§ WRITTEN INSTRUCTION:
Reproduce the material below with each occurrence of "system" changed to "tool". Leave every other character as it is.
>>>
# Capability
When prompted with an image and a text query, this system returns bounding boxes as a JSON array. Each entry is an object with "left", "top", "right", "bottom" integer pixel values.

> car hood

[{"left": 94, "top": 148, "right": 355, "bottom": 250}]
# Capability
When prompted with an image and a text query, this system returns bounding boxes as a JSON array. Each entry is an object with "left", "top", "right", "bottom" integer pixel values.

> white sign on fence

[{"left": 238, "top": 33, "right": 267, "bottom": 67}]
<<<
§ TASK SOLUTION:
# Capability
When prompted with an image and a text query, this tool returns bounding boxes as a JSON array. Each entry is an object with "left", "top", "right", "bottom" integer pixel values.

> car hood

[{"left": 94, "top": 148, "right": 355, "bottom": 250}]
# Capability
When prompted with an image and a text query, this tool returns bounding boxes as a JSON array. Each entry is an object with "left", "top", "right", "bottom" integer pixel values.

> white sign on fence

[{"left": 238, "top": 33, "right": 267, "bottom": 67}]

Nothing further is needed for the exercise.